Input data =>
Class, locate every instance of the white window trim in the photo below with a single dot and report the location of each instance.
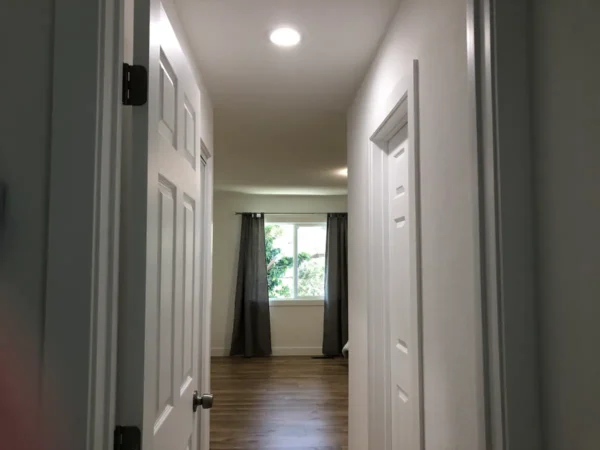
(297, 302)
(275, 219)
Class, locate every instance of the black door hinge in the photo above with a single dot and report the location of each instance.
(127, 438)
(135, 85)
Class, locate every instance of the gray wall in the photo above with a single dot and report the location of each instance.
(25, 107)
(566, 101)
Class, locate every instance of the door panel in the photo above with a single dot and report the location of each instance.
(402, 345)
(160, 340)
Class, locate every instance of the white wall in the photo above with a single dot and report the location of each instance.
(434, 32)
(294, 329)
(566, 106)
(24, 154)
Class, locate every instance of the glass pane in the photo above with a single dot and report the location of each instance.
(311, 261)
(279, 244)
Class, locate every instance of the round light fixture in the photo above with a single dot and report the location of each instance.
(285, 37)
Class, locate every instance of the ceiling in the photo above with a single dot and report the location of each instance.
(280, 106)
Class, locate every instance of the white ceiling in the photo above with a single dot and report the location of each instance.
(280, 112)
(230, 39)
(280, 152)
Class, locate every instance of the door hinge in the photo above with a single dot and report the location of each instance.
(127, 438)
(135, 85)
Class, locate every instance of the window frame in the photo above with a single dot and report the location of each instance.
(297, 223)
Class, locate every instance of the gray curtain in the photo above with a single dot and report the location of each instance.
(252, 322)
(335, 326)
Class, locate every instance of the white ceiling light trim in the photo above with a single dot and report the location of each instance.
(285, 37)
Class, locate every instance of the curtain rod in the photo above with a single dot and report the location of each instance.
(289, 214)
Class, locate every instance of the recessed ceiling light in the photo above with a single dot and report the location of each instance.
(285, 37)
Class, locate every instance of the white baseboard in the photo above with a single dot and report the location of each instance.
(278, 351)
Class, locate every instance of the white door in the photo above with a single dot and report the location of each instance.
(161, 304)
(402, 303)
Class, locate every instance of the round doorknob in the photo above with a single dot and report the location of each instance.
(204, 400)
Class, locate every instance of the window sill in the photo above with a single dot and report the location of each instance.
(299, 302)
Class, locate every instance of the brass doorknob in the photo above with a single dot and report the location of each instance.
(204, 400)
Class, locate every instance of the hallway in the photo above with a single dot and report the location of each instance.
(287, 403)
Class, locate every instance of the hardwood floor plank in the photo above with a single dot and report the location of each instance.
(287, 403)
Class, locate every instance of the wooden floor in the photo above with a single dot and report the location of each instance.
(288, 403)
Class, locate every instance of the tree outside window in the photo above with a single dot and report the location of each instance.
(295, 254)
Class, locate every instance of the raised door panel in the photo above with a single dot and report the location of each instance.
(399, 293)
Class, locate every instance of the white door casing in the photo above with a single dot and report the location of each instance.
(395, 313)
(161, 301)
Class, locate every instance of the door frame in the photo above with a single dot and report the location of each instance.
(80, 324)
(402, 110)
(498, 49)
(82, 289)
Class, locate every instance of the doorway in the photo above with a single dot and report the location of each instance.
(395, 313)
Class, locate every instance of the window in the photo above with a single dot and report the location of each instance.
(295, 260)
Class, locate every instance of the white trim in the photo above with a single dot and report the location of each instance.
(220, 352)
(304, 219)
(402, 110)
(296, 302)
(83, 229)
(207, 254)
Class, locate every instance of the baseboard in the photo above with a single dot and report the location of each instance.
(278, 351)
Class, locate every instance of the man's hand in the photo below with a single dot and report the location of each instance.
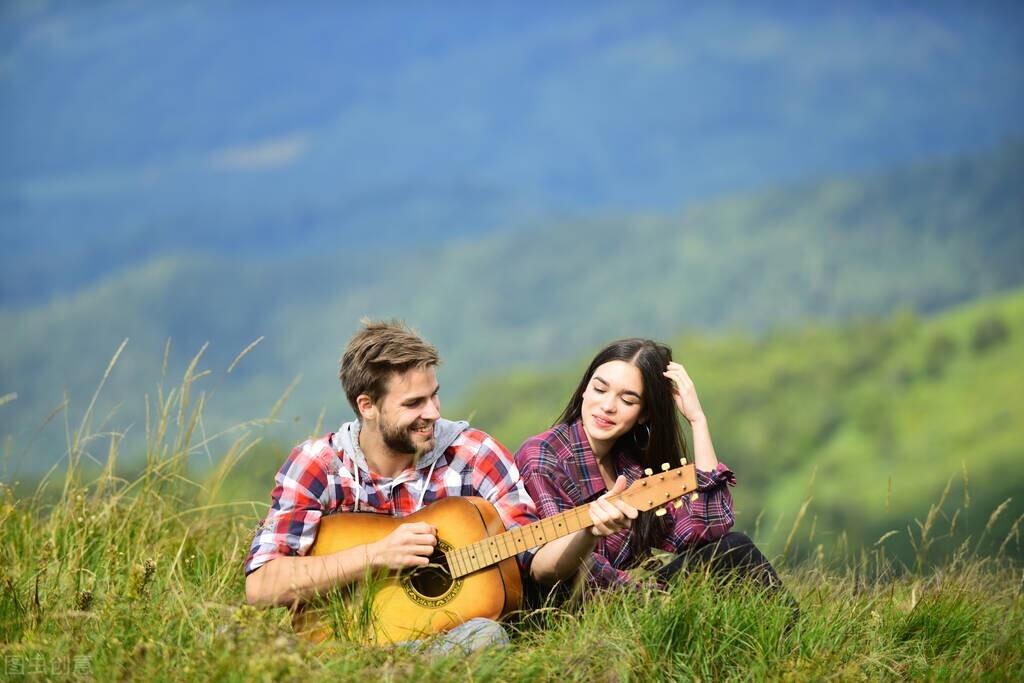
(610, 515)
(409, 546)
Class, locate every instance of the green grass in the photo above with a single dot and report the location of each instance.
(140, 579)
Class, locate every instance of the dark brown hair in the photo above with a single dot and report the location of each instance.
(380, 349)
(663, 443)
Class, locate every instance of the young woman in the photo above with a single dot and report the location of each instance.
(621, 420)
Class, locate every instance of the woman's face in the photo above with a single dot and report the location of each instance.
(611, 402)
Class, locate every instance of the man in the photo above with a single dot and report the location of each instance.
(397, 456)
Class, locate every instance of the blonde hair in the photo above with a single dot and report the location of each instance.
(380, 349)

What the task asks => Please transcribe every record above exactly as written, leaving out the pictures.

Exercise result =>
Class, locate every instance of the white window trim in the photo below with a single dot and report the location of each instance.
(297, 302)
(275, 219)
Class, locate every instance of the black door hinge in the photo above with a single dot and report the location of each instance.
(127, 438)
(135, 85)
Class, locate every instance of the gray wall in the photo above with a single dot and report the location of each instance.
(25, 107)
(566, 101)
Class, locate every instance of the door panel in the photo above with a single dot and report the location of each instance.
(402, 345)
(160, 340)
Class, locate every instance of the white wall in the photo above with a single dot and report the location of each instance.
(434, 32)
(294, 329)
(566, 106)
(24, 154)
Class, locate every instance of the glass pane in the photo above with a single dot and report the location of each instance.
(311, 261)
(279, 244)
Class, locate every instance of the round light fixture in the photo above with a single dot and report the location of each instance.
(285, 37)
Class, locate every instance of the ceiling in the photo above with a single dot and report the location of each instance.
(280, 106)
Class, locate every instance of the white ceiling in the photo above with a single dot and report the location of each instance.
(280, 112)
(230, 39)
(280, 152)
Class, locate every instance of the door hinge in the photo above with a single dot and report the location of each instance.
(127, 438)
(135, 85)
Class, locate every instance of the window frame in the photo above with a single dot and report the location of each instance.
(297, 223)
Class, locate every instance of the gray curtain in the photo above with a single dot and report the location of each instance.
(252, 322)
(335, 326)
Class, locate every instance of the white ceiling light trim in the photo above with a single dot and report the location of each instance.
(285, 37)
Class, locate every instance of the curtain rod in the photo above with a single dot and report the location of each instance.
(289, 214)
Class, locate every instance of the recessed ceiling light in the photo above with a single dot and report the location of each instance.
(285, 37)
Class, locate every instance of the white baseboard in the photo above with a single dot and report the location of each instance.
(278, 351)
Class, locate every instance of the white door in the photo above with a single dot and report the location of each instance.
(161, 304)
(402, 303)
Class, locate every instance of the round doorknob in the photo above with a single dot and report the location of each instance.
(204, 400)
Class, locate every instance of the window sill in the photo above with a single dot and report the location of each instance.
(299, 302)
Class, locate every instance of the brass doorknob in the photo above with a single dot and report the location of each instance.
(204, 400)
Class, locate every instance of the hallway in the photo above with a single dot and report the location of each instance.
(287, 403)
Class, locate every instance of the hardwood floor plank in the photo above with a single dot and report the location of each instance.
(287, 403)
Class, locate every instance of the wooden floor in the photo above with a single dot and report the location of each instance.
(288, 403)
Class, locate every instance of the tree outside window in the photo above with a single dot and report the location of each instance.
(295, 254)
Class, locate every instance of the raised door panel in the photo above with a single dot and report the location of each instance.
(399, 293)
Class, locate every instance of the white door casing in the photo above with a single dot and report the location of each instance.
(395, 313)
(161, 301)
Class, locate every instance of the door frame in the photo above with a single dot and report the location of each instance.
(80, 324)
(402, 110)
(498, 49)
(82, 289)
Class, locate every instance of the doorway in the photo above with a single dot and report the location of each instance.
(395, 313)
Class, locate every instance of the window in the photo above with a single dot and report the location of each instance.
(295, 260)
Class, locate every instance of the white trim in the photo above with a single dot and report the location of each instance.
(220, 352)
(304, 219)
(402, 110)
(296, 302)
(83, 229)
(207, 254)
Class, locate every instance of the baseboard in the photo above with a single dot and report the location of each instance.
(278, 351)
Class, locate every instance of the man's hand in the photo below with a single dot and report the location of each instance.
(610, 515)
(409, 546)
Class, locate every instance of the green grass in the photo above with a single dot and report the location of each instance.
(140, 579)
Class, locate every instance of the dark brown hair in the photo above with a single dot and report the location of each instance.
(380, 349)
(663, 443)
Class, locate every instance of the young woman in the photo above with a single dot and report the location of each instance.
(621, 420)
Class, locate every instance of the woman's face in the photo above with a single dot and report the location of each instance.
(611, 402)
Class, locate every instance of the man in the photo above with a single dot and report the location of each instance.
(397, 456)
Class, locate every instance of the blonde hair in the photo above with a single dot and report the location of each instance.
(380, 349)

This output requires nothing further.